— Records to process —

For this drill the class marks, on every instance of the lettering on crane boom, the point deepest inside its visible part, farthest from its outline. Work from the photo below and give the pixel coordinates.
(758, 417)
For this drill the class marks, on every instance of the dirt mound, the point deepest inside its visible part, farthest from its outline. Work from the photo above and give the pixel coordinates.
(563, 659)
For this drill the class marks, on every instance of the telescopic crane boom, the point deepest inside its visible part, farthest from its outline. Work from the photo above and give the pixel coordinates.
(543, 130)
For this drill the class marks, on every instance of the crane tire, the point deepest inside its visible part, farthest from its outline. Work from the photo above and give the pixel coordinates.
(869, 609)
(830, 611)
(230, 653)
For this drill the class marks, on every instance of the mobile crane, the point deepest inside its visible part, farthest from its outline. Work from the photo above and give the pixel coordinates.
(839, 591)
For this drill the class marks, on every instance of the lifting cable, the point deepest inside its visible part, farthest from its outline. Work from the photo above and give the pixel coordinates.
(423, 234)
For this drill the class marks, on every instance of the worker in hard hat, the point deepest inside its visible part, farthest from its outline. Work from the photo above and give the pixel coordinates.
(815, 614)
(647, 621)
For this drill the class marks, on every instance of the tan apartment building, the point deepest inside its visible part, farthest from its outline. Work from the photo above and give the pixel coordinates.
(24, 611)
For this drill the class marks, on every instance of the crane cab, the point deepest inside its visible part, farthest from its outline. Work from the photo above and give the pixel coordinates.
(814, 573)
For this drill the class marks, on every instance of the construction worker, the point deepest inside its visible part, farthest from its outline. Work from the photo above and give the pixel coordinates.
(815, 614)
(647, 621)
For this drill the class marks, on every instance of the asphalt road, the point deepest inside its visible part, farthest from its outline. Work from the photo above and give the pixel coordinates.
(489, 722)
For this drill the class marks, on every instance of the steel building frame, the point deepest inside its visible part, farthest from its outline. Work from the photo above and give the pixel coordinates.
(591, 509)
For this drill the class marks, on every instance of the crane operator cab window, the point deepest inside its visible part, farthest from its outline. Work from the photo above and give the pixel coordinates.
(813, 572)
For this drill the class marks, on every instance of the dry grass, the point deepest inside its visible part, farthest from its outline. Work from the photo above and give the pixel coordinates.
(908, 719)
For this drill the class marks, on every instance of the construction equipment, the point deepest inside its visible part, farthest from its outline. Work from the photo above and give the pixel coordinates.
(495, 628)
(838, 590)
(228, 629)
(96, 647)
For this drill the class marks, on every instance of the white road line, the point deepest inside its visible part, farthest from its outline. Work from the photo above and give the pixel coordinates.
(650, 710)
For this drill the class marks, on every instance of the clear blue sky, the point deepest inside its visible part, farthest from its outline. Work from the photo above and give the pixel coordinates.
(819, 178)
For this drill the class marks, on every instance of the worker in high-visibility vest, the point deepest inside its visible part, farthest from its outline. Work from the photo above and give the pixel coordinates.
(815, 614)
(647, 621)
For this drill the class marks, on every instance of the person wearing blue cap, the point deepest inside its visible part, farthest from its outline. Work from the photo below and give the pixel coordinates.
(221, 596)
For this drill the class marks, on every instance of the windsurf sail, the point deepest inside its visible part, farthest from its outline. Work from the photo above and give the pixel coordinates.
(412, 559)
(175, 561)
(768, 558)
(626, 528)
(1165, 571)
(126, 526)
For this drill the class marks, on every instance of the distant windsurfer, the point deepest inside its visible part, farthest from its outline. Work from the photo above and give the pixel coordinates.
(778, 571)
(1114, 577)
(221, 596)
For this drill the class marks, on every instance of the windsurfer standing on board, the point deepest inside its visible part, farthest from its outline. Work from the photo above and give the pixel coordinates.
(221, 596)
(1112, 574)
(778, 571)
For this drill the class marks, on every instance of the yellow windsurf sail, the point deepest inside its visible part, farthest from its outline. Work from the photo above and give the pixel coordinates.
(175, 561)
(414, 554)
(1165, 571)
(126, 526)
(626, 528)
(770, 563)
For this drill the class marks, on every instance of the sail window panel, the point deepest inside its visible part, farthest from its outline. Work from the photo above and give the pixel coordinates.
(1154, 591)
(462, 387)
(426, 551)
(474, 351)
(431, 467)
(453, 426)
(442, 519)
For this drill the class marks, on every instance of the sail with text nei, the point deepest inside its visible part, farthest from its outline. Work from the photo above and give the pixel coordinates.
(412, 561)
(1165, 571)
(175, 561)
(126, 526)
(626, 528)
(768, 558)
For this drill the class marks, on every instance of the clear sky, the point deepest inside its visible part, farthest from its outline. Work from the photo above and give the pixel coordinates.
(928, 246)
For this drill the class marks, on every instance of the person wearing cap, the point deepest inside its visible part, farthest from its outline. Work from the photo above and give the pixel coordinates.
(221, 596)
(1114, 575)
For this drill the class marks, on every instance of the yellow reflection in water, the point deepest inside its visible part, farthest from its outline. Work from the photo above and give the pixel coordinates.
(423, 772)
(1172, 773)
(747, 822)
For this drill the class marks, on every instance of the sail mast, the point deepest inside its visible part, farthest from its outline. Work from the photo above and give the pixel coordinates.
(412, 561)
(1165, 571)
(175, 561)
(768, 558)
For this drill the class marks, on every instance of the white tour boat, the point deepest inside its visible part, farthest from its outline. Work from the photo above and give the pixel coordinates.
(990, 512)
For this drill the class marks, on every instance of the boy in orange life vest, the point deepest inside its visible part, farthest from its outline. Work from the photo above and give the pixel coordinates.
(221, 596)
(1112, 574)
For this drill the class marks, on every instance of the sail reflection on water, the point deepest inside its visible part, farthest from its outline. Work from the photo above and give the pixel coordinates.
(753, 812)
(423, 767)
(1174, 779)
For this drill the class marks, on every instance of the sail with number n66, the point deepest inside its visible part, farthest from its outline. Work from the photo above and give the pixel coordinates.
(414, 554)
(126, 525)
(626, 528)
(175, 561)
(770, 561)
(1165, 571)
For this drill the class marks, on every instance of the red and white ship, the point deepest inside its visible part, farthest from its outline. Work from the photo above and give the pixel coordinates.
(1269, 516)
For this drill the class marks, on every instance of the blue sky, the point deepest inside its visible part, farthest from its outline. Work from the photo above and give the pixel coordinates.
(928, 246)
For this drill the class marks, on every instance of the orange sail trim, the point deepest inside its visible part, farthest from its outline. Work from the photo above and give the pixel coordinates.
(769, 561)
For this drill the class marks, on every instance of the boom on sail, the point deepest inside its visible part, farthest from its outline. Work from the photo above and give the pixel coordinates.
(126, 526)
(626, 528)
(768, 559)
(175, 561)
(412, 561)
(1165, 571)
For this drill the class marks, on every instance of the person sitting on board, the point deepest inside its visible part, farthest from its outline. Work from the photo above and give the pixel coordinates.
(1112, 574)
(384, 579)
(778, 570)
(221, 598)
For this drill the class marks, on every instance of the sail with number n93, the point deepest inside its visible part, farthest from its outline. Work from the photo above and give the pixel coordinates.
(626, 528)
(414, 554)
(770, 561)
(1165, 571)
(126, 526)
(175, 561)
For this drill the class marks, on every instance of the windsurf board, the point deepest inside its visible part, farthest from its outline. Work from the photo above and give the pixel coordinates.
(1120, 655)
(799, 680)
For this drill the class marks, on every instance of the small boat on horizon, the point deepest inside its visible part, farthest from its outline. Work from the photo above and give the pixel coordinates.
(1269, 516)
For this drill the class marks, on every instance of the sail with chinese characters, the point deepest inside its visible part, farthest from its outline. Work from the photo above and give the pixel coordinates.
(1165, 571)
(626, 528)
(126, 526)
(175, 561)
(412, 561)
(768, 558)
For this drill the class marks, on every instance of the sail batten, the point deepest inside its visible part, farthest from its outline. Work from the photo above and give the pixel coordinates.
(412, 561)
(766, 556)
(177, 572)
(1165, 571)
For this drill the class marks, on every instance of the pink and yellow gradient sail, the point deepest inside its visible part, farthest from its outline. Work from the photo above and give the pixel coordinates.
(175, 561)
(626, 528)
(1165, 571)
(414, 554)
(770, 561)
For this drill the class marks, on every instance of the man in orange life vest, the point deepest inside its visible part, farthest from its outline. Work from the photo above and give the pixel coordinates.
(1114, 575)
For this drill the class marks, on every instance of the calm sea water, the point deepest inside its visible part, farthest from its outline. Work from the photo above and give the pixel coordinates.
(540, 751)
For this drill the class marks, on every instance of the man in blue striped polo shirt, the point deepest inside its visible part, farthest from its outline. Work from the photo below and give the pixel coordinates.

— Set task —
Repeat, word for word, every line from the line that contains "of the small" to the end of the entries; include both of those lines and no others.

— Result for this exercise —
For this drill the class marks, on every instance of the small boat on horizon, the point deepest inside its visible part, farthest from its outline. Work from the photo above and give the pixel coordinates.
(1269, 516)
For this drill the class marks, on every instance of the sail with chinese characters, the point deepest inside its visible part, farthest from its outline. Work from the photo above and give the pixel coordinates.
(1165, 571)
(626, 528)
(126, 526)
(175, 561)
(412, 561)
(768, 558)
For this drill the class marks, on every instance of the sail batten, the point deepest inside its visible part, farthest from its outline. Work from the photo above and give the pixel coordinates.
(412, 561)
(766, 556)
(177, 572)
(1165, 571)
For this drill the class marks, on every instance of the pink and yellow gradient sail, the point deepest inside its visible part, farthest from its outline. Work from the photo above and give the pixel coordinates.
(175, 561)
(626, 528)
(1165, 571)
(414, 554)
(770, 561)
For this drill the class marks, on every instance of the man in orange life vest, the point deepest inside its visible part, farthest from its outline. Work from the photo above and give the pixel coordinates.
(1114, 575)
For this drill the class marks, on every instance of the calm sea water, the point deepest inside its visible part, farthest from its outline. Work from the photo above and give the pixel coordinates.
(540, 751)
For this drill the class marks, on every instance of the man in blue striped polo shirt, the point deepest inside its visible part, farthest from its outline. Work from the photo below and give the pixel coordinates.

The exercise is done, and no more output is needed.